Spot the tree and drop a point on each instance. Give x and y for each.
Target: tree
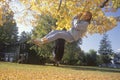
(44, 26)
(105, 49)
(63, 11)
(9, 30)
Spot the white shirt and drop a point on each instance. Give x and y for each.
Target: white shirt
(78, 29)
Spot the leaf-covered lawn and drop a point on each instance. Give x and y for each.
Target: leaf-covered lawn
(14, 71)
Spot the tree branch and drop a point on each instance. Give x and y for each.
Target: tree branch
(60, 5)
(103, 4)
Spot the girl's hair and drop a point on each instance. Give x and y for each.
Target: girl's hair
(90, 14)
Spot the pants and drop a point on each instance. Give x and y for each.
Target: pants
(59, 34)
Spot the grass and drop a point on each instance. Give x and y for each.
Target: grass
(14, 71)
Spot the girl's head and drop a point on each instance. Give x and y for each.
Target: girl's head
(87, 16)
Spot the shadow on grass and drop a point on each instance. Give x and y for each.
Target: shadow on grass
(90, 68)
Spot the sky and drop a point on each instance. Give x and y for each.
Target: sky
(91, 42)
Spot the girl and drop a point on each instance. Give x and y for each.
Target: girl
(79, 26)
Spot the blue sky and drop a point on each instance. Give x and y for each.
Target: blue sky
(93, 41)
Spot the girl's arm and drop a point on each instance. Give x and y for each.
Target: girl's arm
(77, 17)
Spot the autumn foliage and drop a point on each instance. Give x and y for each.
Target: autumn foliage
(64, 10)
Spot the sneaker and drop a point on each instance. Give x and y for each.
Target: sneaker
(44, 40)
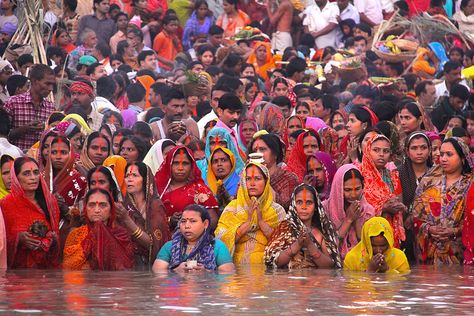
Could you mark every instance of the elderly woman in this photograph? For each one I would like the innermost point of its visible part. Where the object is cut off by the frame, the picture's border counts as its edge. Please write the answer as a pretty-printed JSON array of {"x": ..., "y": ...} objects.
[
  {"x": 375, "y": 252},
  {"x": 306, "y": 239},
  {"x": 100, "y": 244},
  {"x": 440, "y": 204},
  {"x": 248, "y": 221},
  {"x": 193, "y": 248},
  {"x": 31, "y": 216}
]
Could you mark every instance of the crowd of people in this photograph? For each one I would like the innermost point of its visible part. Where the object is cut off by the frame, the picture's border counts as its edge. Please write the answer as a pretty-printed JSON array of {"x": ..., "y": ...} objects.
[{"x": 201, "y": 135}]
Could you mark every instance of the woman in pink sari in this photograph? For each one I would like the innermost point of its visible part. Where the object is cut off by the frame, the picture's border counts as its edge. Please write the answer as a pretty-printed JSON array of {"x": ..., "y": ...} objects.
[{"x": 347, "y": 208}]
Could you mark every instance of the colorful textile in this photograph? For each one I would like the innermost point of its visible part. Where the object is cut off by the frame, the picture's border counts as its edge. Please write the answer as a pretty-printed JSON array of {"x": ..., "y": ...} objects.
[
  {"x": 19, "y": 214},
  {"x": 380, "y": 187},
  {"x": 335, "y": 208},
  {"x": 290, "y": 230},
  {"x": 194, "y": 192},
  {"x": 250, "y": 247},
  {"x": 359, "y": 258}
]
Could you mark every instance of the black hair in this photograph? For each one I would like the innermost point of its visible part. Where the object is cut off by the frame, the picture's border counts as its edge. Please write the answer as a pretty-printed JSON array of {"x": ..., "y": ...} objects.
[
  {"x": 274, "y": 143},
  {"x": 136, "y": 92},
  {"x": 39, "y": 194},
  {"x": 142, "y": 146},
  {"x": 106, "y": 87},
  {"x": 231, "y": 102},
  {"x": 466, "y": 169}
]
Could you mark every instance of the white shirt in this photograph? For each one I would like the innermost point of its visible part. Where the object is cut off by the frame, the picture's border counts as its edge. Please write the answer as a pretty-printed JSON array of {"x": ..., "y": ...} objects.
[
  {"x": 371, "y": 8},
  {"x": 317, "y": 19}
]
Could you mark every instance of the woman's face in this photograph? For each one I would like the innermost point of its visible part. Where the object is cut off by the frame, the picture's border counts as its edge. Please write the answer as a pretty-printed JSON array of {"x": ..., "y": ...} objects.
[
  {"x": 418, "y": 150},
  {"x": 192, "y": 226},
  {"x": 408, "y": 121},
  {"x": 99, "y": 181},
  {"x": 354, "y": 126},
  {"x": 353, "y": 190},
  {"x": 305, "y": 204},
  {"x": 379, "y": 244},
  {"x": 310, "y": 145},
  {"x": 449, "y": 159},
  {"x": 129, "y": 151},
  {"x": 380, "y": 153},
  {"x": 207, "y": 58},
  {"x": 6, "y": 176},
  {"x": 435, "y": 153},
  {"x": 98, "y": 208},
  {"x": 98, "y": 150},
  {"x": 255, "y": 181},
  {"x": 302, "y": 112},
  {"x": 280, "y": 90},
  {"x": 29, "y": 176},
  {"x": 248, "y": 129},
  {"x": 454, "y": 122},
  {"x": 294, "y": 124},
  {"x": 133, "y": 180},
  {"x": 181, "y": 167},
  {"x": 259, "y": 146},
  {"x": 59, "y": 155}
]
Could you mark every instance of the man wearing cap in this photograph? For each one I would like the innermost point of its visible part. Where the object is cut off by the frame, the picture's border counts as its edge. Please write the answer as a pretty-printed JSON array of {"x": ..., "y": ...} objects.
[
  {"x": 29, "y": 111},
  {"x": 6, "y": 70}
]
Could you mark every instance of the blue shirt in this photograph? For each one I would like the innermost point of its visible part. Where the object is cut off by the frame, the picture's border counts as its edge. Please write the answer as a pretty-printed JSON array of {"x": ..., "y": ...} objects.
[{"x": 221, "y": 253}]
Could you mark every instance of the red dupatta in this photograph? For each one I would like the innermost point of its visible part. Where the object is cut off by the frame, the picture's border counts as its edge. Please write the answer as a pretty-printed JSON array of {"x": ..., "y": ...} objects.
[
  {"x": 377, "y": 192},
  {"x": 297, "y": 159},
  {"x": 19, "y": 214},
  {"x": 194, "y": 192}
]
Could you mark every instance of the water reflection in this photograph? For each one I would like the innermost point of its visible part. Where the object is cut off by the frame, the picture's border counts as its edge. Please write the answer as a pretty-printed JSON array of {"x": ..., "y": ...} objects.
[{"x": 251, "y": 290}]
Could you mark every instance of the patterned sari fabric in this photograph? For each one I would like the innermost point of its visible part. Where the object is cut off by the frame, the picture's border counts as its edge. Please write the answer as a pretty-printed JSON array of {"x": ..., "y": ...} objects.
[
  {"x": 152, "y": 220},
  {"x": 99, "y": 246},
  {"x": 194, "y": 192},
  {"x": 297, "y": 159},
  {"x": 359, "y": 258},
  {"x": 335, "y": 209},
  {"x": 291, "y": 229},
  {"x": 68, "y": 182},
  {"x": 380, "y": 187},
  {"x": 437, "y": 204},
  {"x": 20, "y": 214},
  {"x": 250, "y": 247}
]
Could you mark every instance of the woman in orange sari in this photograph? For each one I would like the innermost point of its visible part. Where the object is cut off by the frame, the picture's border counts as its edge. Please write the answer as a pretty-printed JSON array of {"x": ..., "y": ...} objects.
[
  {"x": 31, "y": 216},
  {"x": 262, "y": 59}
]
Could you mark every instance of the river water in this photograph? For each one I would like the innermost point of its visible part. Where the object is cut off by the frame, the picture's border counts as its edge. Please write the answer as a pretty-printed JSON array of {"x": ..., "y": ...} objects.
[{"x": 426, "y": 290}]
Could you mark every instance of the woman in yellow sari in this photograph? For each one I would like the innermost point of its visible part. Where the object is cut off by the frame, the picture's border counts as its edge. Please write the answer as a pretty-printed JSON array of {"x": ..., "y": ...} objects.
[
  {"x": 262, "y": 59},
  {"x": 375, "y": 251},
  {"x": 248, "y": 221}
]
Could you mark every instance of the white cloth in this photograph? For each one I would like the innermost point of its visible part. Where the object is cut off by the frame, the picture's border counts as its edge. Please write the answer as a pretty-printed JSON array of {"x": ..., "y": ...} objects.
[
  {"x": 317, "y": 19},
  {"x": 371, "y": 8},
  {"x": 6, "y": 148}
]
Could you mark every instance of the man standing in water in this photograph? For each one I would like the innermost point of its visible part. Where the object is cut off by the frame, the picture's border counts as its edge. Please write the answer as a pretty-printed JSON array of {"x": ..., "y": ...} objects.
[{"x": 280, "y": 14}]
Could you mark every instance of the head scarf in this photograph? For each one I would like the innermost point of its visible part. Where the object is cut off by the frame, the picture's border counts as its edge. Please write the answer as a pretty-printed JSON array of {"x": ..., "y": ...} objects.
[
  {"x": 223, "y": 134},
  {"x": 358, "y": 259},
  {"x": 377, "y": 191},
  {"x": 297, "y": 157},
  {"x": 202, "y": 252},
  {"x": 118, "y": 165},
  {"x": 154, "y": 158},
  {"x": 329, "y": 172},
  {"x": 248, "y": 249},
  {"x": 335, "y": 208},
  {"x": 231, "y": 182},
  {"x": 282, "y": 240}
]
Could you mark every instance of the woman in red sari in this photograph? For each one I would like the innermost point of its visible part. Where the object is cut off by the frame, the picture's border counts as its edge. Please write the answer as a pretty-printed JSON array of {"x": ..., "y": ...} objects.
[
  {"x": 31, "y": 216},
  {"x": 179, "y": 184},
  {"x": 60, "y": 172},
  {"x": 100, "y": 244}
]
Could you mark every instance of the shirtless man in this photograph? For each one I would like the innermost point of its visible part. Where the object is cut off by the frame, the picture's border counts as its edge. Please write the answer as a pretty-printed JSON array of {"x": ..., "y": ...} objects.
[{"x": 280, "y": 15}]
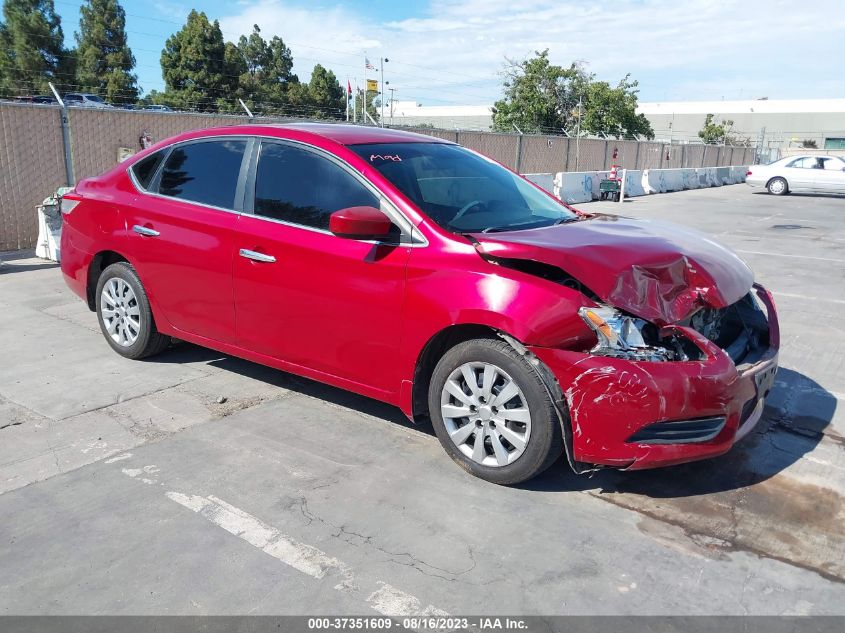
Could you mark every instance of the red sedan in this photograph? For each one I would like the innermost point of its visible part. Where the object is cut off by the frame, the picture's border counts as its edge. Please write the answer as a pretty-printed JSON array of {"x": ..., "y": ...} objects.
[{"x": 420, "y": 273}]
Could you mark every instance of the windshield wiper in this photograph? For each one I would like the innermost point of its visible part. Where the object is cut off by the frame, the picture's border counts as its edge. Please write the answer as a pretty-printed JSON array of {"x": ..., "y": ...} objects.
[{"x": 506, "y": 227}]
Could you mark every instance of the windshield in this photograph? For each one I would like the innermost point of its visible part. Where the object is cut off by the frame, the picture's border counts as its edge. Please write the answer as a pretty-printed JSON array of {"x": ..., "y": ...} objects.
[{"x": 462, "y": 191}]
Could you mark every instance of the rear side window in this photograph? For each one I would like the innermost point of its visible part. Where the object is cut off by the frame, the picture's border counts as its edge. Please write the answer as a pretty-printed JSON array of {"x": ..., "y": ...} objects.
[
  {"x": 298, "y": 186},
  {"x": 145, "y": 169},
  {"x": 205, "y": 172}
]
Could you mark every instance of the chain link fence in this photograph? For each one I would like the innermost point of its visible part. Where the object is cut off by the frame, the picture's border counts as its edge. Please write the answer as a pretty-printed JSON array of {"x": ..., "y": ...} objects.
[{"x": 32, "y": 152}]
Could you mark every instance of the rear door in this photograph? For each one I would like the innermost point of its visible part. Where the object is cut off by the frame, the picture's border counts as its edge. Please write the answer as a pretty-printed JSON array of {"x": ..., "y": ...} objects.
[
  {"x": 831, "y": 178},
  {"x": 800, "y": 173},
  {"x": 304, "y": 295},
  {"x": 181, "y": 232}
]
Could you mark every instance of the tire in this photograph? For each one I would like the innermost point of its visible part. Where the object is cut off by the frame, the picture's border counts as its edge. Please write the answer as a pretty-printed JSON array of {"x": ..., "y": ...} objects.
[
  {"x": 777, "y": 186},
  {"x": 123, "y": 311},
  {"x": 515, "y": 446}
]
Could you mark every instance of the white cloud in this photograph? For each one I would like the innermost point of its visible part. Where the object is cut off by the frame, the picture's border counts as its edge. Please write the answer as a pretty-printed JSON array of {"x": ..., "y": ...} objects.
[{"x": 453, "y": 51}]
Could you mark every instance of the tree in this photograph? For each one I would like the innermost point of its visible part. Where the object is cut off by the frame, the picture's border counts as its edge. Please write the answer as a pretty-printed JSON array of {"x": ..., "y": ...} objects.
[
  {"x": 613, "y": 111},
  {"x": 720, "y": 133},
  {"x": 104, "y": 61},
  {"x": 192, "y": 64},
  {"x": 326, "y": 94},
  {"x": 543, "y": 97},
  {"x": 31, "y": 47},
  {"x": 266, "y": 70}
]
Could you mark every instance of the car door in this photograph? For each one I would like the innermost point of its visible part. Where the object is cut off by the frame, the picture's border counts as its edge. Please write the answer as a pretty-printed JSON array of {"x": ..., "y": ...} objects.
[
  {"x": 831, "y": 178},
  {"x": 181, "y": 231},
  {"x": 304, "y": 295},
  {"x": 800, "y": 173}
]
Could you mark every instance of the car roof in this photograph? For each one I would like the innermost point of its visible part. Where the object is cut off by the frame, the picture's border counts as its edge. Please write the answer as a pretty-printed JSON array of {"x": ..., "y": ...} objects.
[{"x": 346, "y": 134}]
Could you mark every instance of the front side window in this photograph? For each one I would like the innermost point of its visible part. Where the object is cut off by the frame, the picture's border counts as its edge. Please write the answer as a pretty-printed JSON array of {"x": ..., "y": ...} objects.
[
  {"x": 205, "y": 172},
  {"x": 462, "y": 191},
  {"x": 808, "y": 162},
  {"x": 301, "y": 187}
]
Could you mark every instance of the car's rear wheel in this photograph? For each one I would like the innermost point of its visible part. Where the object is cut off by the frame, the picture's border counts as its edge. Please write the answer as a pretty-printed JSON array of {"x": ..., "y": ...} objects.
[
  {"x": 492, "y": 413},
  {"x": 777, "y": 187},
  {"x": 124, "y": 313}
]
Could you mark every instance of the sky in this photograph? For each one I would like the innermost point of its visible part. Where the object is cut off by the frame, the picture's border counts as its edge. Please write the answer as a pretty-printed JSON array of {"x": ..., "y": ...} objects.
[{"x": 453, "y": 53}]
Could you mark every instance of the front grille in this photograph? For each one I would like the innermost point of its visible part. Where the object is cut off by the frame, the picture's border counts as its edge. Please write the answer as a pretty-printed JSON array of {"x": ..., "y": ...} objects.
[
  {"x": 747, "y": 410},
  {"x": 679, "y": 431}
]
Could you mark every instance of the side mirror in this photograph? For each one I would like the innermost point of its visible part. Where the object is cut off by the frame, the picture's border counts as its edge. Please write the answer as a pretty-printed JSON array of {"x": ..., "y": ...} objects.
[{"x": 360, "y": 223}]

▬▬▬

What to work on: Set down only these lines, exactly: the line containing "Could you mark every instance of the car roof" and each line after it, through the end of the listing.

Response to this exercise:
Could you mark every instance of the car roof in this photograph? For each one I would like the innermost point of its visible part. Where the object is cut off by the frame, the picture's border counts as its edge. Please write the answer as a pretty-printed JSON array of {"x": ..., "y": ...} objects.
[{"x": 346, "y": 134}]
Could you mark every instance of the front side window in this photograph? For each one I would like the innermost point of its visible part. Where the object is cut off by the frame, the picture's border counts as its edge. Please write the answer as a pretty-printed JSON array of {"x": ..., "y": ...} objects.
[
  {"x": 205, "y": 172},
  {"x": 462, "y": 191},
  {"x": 808, "y": 162},
  {"x": 301, "y": 187}
]
Could you mark every instance of the car's rear wheel in this photograph? For each one I would like the innermost point of its visible part. Where the object is cut off by the frame, the picture's border counts as its edge. Please write the answer as a pretty-printed JSON array of {"x": ..., "y": ...} objects.
[
  {"x": 492, "y": 413},
  {"x": 777, "y": 187},
  {"x": 124, "y": 313}
]
Could you mark every instance of the sky in this photograph? For each one I would like the innermost point of its visible part. Where the object is cut off by the frame, the picture's border counts as its edge. Please write the answer as a pretty-printed JSON array of {"x": ..., "y": ...} objects.
[{"x": 453, "y": 53}]
Could you mark every instance of the front grille in this photograph? For each one I would like the innermost point of its visible part. Where the object is cut off by the frame, the picture's border counts as its edge. Please write the answer as a pretty-printed JSON array of {"x": ..., "y": ...} objects.
[
  {"x": 747, "y": 410},
  {"x": 679, "y": 431}
]
Could you mark every instance of the side mirror in this photograph? For each one I would like the innermost point of its visible part. Where the object is cut off by the frame, the picture's border counts as its edge. Please write the answer as a pretty-printed JSON array of {"x": ..., "y": ...} objects.
[{"x": 360, "y": 223}]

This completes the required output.